** INSTRUCTIONS FOR THE TASK **
Rewrite the part of the Tirreno-Adriatico stage preview that opens with the words "14/03 - Stage" and closes with "in the final.", putting "explosive riders" in place of "puncheurs".

*** Opening DOCUMENT PASSAGE ***

14/03 - Stage 3 - Cascina to Arezzo - 210 km
The pure sprinters had their chance to shine on stage 2 but many of them missed out. Now they will have to wait a couple of days before the next opportunity presents itself. Stage 3 of Tirreno-Adriatico is one for the puncheurs with a short uphill finish.
This is the second longest stage of this year’s race. On paper, the 210 km from Cascina to Arezzo don’t look like much. However, the GC riders will have to be careful not to lose any time on the lumpy roads in the final.
After 150 km, the peloton enters Arezzo. Here, the riders start on a 24.8 km circuit around the city. After reaching the finishing line, a second circuit starts. This one is only 11 km and will be covered three times. It starts off with a fast descent before entering the city center where the riders have to pay close attention to traffic islands and roundabouts. After crossing under the flame rouge, the peloton turns right twice in the following two roundabouts. From here on the road starts to kick up. The final 900 meters have an average gradient of 5 % with parts over 11 % in the beginning. The last part of the stage takes place on big cobblestones. Explosive riders will most likely try to get an early gap on the steep gradients in the beginning. In case a small group arrives together, it’s very important to be the first rider into the last left hand corner with less than 200 meters to go.

*** Closing DOCUMENT PASSAGE ***
*** Opening LISTED RECORDS ***

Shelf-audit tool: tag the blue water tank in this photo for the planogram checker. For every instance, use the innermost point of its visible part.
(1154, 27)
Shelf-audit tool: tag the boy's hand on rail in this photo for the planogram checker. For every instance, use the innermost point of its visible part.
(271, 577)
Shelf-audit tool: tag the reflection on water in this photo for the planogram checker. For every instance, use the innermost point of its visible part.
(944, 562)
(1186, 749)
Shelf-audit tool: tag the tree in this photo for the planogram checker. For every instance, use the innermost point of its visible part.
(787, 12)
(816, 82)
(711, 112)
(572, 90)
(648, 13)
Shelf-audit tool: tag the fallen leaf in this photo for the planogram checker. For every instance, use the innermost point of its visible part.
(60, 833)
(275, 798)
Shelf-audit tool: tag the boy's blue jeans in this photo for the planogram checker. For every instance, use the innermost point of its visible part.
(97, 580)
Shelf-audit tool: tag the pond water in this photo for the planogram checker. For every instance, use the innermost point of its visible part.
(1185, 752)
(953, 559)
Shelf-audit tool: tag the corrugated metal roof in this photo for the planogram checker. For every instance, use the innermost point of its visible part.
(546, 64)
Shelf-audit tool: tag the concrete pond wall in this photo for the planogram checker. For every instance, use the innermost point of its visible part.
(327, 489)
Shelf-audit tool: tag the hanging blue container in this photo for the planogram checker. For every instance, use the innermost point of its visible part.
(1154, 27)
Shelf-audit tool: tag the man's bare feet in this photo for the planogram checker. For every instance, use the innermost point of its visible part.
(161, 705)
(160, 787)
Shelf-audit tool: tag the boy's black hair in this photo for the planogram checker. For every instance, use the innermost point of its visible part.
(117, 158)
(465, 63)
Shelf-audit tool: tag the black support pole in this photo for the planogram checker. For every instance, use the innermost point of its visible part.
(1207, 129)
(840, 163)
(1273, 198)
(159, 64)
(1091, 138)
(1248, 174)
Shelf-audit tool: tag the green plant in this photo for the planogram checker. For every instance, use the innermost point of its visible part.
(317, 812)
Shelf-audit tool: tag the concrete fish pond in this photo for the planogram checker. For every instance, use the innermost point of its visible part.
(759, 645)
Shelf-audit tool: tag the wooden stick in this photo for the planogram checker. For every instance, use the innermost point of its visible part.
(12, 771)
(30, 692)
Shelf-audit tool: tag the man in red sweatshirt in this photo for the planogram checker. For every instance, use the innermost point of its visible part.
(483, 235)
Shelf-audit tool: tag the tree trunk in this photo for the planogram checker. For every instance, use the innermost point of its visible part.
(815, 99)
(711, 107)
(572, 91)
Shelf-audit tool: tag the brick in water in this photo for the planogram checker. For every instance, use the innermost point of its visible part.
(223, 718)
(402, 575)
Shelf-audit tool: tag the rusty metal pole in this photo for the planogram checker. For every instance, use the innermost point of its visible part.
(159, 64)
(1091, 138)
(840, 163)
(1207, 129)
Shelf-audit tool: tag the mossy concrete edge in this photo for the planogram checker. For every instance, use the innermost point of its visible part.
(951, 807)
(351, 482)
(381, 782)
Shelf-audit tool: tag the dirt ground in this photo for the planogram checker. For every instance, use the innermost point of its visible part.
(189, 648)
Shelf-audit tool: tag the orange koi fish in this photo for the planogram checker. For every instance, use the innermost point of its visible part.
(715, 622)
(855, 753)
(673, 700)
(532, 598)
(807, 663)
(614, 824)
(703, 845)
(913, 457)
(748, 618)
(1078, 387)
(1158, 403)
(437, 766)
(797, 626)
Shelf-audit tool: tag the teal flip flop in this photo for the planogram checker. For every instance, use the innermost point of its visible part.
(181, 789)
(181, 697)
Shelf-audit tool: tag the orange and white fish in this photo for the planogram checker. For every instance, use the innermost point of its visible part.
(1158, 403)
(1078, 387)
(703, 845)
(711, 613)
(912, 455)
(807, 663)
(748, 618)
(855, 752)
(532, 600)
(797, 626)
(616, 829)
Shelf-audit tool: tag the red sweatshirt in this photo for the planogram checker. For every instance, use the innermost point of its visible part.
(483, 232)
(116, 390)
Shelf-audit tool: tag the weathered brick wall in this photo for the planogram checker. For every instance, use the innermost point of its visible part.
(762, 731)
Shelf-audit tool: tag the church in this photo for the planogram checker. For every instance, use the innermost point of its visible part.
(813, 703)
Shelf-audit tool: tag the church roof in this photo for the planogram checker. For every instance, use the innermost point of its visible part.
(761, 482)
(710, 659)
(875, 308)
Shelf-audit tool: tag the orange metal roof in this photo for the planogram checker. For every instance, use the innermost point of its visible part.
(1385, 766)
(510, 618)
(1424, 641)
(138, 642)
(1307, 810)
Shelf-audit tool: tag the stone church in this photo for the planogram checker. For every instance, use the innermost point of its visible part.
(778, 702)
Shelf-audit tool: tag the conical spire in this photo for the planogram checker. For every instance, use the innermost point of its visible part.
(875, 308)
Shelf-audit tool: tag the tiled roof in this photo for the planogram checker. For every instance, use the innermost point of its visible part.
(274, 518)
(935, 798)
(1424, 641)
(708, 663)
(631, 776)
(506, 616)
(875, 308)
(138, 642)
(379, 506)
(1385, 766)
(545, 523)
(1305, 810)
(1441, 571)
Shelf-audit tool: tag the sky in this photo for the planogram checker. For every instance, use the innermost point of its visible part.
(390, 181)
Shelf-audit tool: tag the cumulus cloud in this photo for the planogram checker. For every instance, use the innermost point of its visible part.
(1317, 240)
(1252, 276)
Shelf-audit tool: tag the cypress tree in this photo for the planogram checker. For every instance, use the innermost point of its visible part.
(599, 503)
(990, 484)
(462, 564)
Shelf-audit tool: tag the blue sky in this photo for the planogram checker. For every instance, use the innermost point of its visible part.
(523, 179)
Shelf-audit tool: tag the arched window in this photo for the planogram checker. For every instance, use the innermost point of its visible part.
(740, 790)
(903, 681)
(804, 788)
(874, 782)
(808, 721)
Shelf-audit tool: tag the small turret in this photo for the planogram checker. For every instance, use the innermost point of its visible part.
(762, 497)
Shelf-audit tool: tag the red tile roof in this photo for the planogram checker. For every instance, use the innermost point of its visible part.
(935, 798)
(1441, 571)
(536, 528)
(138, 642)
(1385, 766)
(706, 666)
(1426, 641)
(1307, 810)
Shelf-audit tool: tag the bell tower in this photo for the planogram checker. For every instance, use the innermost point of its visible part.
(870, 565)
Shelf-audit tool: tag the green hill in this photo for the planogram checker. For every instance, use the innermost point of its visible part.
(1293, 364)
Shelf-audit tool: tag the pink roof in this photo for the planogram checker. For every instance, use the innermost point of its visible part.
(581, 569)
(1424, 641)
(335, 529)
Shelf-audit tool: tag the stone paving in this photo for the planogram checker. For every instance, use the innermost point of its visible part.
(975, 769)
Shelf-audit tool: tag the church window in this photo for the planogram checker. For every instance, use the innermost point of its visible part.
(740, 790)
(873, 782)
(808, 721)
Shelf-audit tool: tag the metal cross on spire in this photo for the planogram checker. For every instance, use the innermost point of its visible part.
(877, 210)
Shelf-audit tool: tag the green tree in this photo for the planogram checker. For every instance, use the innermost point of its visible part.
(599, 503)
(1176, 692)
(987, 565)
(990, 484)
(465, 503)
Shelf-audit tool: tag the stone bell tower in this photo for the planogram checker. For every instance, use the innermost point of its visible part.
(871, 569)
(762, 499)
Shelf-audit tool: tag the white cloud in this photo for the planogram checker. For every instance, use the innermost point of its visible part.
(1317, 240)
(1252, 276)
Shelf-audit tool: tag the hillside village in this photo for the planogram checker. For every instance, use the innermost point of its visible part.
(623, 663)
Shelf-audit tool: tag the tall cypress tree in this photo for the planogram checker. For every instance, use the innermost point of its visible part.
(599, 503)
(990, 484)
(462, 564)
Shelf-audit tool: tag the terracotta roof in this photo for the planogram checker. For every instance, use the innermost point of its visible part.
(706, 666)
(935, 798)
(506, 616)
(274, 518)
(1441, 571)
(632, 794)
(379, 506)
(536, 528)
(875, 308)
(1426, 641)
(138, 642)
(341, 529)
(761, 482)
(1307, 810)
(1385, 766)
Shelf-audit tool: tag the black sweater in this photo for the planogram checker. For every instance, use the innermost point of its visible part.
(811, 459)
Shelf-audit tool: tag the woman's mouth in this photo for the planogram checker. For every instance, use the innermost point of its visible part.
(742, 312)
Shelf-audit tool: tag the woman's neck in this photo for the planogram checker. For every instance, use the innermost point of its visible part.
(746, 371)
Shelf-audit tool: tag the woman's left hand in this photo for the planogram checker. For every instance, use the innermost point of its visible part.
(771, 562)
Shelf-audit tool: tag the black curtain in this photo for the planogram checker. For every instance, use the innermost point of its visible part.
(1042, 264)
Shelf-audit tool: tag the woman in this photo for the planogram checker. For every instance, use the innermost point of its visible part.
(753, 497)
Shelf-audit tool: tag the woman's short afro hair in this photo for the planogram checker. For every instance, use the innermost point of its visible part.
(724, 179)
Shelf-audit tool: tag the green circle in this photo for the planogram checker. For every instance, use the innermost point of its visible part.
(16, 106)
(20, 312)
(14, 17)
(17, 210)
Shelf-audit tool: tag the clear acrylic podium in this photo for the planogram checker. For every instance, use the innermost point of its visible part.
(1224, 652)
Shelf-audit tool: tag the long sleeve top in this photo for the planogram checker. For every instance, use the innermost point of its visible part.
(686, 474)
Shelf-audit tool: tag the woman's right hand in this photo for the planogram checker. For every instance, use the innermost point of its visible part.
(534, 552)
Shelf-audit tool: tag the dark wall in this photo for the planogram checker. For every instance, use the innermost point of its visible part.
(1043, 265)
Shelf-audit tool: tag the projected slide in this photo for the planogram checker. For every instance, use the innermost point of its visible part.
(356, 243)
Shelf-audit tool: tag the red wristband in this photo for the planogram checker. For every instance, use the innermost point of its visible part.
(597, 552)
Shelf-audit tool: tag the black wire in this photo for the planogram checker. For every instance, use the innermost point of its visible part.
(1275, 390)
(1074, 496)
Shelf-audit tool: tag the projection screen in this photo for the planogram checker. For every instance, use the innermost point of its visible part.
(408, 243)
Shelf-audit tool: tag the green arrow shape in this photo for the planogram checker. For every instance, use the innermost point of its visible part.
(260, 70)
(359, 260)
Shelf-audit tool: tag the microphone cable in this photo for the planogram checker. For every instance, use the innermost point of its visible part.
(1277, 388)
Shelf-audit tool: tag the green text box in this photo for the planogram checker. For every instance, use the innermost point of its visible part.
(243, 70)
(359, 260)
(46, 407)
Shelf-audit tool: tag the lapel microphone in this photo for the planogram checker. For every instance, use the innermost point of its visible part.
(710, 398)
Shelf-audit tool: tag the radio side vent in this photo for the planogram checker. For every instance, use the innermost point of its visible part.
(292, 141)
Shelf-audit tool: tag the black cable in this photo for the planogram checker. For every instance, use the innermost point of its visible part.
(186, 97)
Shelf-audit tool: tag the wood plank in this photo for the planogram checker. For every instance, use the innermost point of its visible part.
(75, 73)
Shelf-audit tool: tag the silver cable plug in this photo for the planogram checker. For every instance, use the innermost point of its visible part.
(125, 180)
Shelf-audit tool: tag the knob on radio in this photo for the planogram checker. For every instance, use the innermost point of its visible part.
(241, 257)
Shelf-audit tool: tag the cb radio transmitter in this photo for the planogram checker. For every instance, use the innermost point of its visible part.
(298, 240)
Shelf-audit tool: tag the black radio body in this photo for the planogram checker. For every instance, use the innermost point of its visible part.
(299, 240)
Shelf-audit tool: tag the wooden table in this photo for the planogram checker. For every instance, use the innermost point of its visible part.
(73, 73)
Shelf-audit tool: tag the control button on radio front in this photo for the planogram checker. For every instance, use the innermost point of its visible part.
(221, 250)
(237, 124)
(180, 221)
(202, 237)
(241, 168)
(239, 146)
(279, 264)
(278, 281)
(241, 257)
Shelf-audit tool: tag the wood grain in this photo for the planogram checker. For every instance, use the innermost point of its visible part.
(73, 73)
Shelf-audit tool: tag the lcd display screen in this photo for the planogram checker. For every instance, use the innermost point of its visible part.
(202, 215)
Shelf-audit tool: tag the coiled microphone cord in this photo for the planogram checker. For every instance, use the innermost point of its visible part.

*** Closing LISTED RECORDS ***

** RESPONSE TO THIS EXERCISE **
14/03 - Stage 3 - Cascina to Arezzo - 210 km
The pure sprinters had their chance to shine on stage 2 but many of them missed out. Now they will have to wait a couple of days before the next opportunity presents itself. Stage 3 of Tirreno-Adriatico is one for the explosive riders with a short uphill finish.
This is the second longest stage of this year’s race. On paper, the 210 km from Cascina to Arezzo don’t look like much. However, the GC riders will have to be careful not to lose any time on the lumpy roads in the final.